Pick out every line of the listing below that contains the word "baby", and copy each of those lines in full.

• [LISTING]
** Begin **

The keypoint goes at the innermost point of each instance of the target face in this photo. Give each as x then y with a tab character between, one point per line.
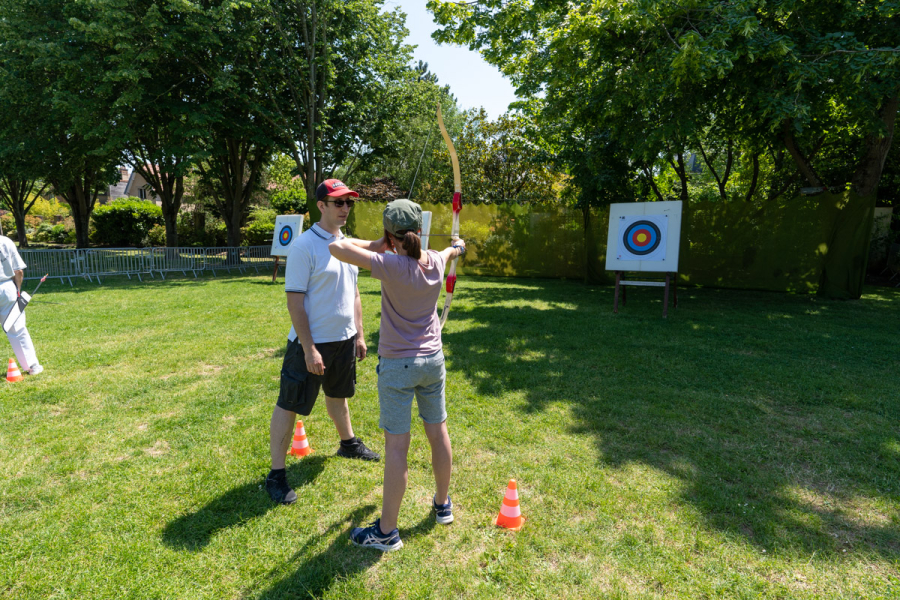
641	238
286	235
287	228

** End **
** Begin **

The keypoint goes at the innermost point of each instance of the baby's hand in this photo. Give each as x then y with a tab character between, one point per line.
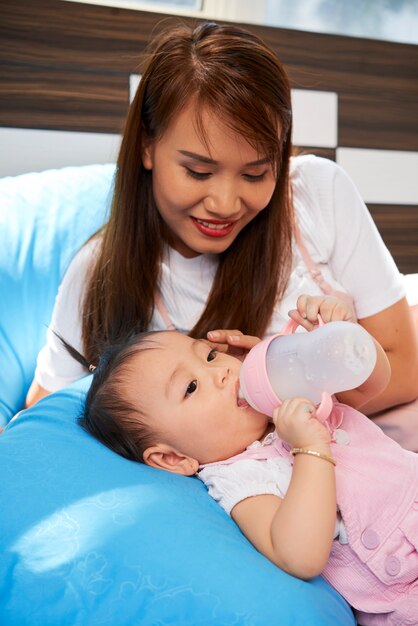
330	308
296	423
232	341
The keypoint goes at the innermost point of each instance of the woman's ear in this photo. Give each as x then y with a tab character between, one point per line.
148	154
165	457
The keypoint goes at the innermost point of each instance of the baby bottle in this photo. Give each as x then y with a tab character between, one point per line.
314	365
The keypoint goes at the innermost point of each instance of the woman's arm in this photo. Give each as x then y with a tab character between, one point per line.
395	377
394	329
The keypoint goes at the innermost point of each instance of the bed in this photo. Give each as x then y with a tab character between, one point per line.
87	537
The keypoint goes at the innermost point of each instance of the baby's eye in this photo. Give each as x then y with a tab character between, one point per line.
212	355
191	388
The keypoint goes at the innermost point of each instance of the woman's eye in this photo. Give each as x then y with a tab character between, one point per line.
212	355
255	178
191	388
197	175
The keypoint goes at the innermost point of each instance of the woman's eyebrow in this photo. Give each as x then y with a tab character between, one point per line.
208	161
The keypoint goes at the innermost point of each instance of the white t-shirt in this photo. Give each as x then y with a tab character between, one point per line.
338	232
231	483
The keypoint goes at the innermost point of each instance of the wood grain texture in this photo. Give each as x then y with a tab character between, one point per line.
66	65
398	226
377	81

** End **
** Begin **

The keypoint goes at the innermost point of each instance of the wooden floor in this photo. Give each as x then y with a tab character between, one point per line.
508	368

** End **

• [TASK RESPONSE]
The keypoint goes at the innermost point of each instance of the baby's hand in this photo. Give each as x then y with a tab character between, one point per line.
The keypoint goes at the innermost point of each instance of the baby bottle in this photo. Give each as x then y with a tab character between, one point per line.
The keypoint goes at the innermost point of each instance of the baby's eye in this photo. Give each as x then y with a tab character between, one point per line.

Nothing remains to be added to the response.